--- begin ---

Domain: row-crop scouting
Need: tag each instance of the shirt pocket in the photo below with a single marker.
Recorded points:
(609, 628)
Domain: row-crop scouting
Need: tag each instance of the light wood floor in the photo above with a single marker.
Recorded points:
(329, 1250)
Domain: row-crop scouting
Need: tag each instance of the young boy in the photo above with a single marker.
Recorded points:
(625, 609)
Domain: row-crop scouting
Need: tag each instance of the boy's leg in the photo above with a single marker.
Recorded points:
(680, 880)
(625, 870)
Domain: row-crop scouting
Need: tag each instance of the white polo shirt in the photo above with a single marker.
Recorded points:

--- end ---

▸ **GIVEN INSTRUCTION**: Reproduce all of the data exactly as given.

▸ **REPLY**:
Domain: row-crop scouting
Need: tag each instance of the shirt pocket in the photo below with a single marker.
Recorded points:
(609, 628)
Domain: row-crop scouting
Need: tag each instance of the light wood floor in the photo above with a single marker.
Recorded points:
(329, 1250)
Domain: row-crop scouting
Need: tag each instance of the young boy in the photo above with a single marker.
Recorded points:
(625, 609)
Domain: row-crop scouting
Need: tag each instance of the boy's leg in the photo above with a single marker.
Recorded points:
(680, 880)
(625, 870)
Domain: row-crop scouting
Need: tag each instance of the white polo shirt in the photo above with a single marker.
Recorded points:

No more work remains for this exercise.